> _Text section_
# Doesn't like his house anymore?



## thegabibee (Aug 14, 2011)

Alff used to spend all the daytime inside his little hut.
Now he's sleeping under his wheel and when I moved his wheel, he just slept on the plastic. He had shoved all the bedding out and just slept on the bare plastic.
Is he too hot? Should I move his house there? :?
------
sidenote:
and for those of you who heard about Alff's injury, he's totally okay now. We've got some ointment to put on his paw and me and my dad are making a project out of making him a spiffy new c&c cage 
------
sidenote sidenote:
I have spent months researching hedgehogs and hedgehog care and I feel like I'm being quite responsible taking care of my new pal, my parents think so too. 
But when it comes down too it, I feel like I may not know enough, which is why I keep asking all these questions here. :|


----------



## Hedgieonboard (Nov 15, 2009)

It's good to ask questions, I think it's great you are wanting to learn more  Sometimes even when people research there can be a lot of conflicting info so it's always good to double check and ask other owners.

> _Record set_
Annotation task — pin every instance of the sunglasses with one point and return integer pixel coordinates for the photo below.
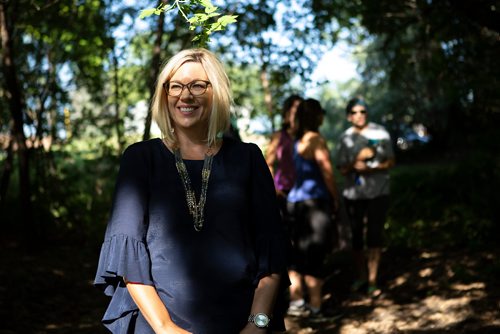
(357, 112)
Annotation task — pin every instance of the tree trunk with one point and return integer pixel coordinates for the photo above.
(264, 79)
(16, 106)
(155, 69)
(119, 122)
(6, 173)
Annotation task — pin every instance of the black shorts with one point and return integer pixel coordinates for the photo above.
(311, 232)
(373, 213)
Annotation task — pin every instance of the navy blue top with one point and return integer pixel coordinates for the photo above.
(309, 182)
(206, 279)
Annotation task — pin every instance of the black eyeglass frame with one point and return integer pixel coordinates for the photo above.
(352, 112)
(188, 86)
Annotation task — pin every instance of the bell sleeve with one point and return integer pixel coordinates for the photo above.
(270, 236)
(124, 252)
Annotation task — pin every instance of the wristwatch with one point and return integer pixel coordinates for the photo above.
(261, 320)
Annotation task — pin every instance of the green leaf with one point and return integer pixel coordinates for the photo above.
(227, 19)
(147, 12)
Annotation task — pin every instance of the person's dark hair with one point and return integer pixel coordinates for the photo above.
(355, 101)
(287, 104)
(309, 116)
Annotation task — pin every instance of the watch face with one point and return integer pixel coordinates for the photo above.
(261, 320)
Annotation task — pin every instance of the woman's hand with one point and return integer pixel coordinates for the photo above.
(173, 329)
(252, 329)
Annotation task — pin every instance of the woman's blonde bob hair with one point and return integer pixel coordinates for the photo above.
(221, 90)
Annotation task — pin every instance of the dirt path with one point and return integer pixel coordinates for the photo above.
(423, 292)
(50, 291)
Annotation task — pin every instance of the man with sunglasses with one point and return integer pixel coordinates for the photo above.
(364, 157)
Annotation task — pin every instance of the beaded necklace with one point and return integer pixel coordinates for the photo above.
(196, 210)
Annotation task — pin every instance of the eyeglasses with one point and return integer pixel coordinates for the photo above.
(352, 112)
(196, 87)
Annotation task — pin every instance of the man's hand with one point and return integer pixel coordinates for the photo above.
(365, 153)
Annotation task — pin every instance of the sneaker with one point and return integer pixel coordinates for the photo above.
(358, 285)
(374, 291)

> _Directives_
1/ In the hedgehog forum thread, what did Alff do with his bedding?
2/ Say whether each statement agrees with the hedgehog forum thread. Answer yes or no, and quote the deciding words from the thread.
(a) Alff's injury was to his paw.
(b) The poster's parents think the poster is not being responsible with the hedgehog.
(c) The reply says that conflicting information can come up even when people do research.
3/ Continue the hedgehog forum thread from the point where it ends.

> _Responses in order_
1/ He shoved all of it out and slept on the bare plastic.

2/
(a) Yes: "We've got some ointment to put on his paw"
(b) No: "I feel like I'm being quite responsible taking care of my new pal, my parents think so too."
(c) Yes: "Sometimes even when people research there can be a lot of conflicting info"

3/
It's hard to know if it's too hot or not, what is the temp inside the cage? Do you have a digital thermometer in the cage? They are very helpful since Hedgies can be very sensitive to temperature changes.

What kind of bedding do you use? I use fleece liners and sewn flannel ones. My girl Sandra likes to dive underneath mine to the coroplast. You can try putting some rocks to weigh down the corners but sometimes they will still get under there. 

How long have you had your hedgie? If not long it may be he's settled in and feels more comfortable to choose another spot.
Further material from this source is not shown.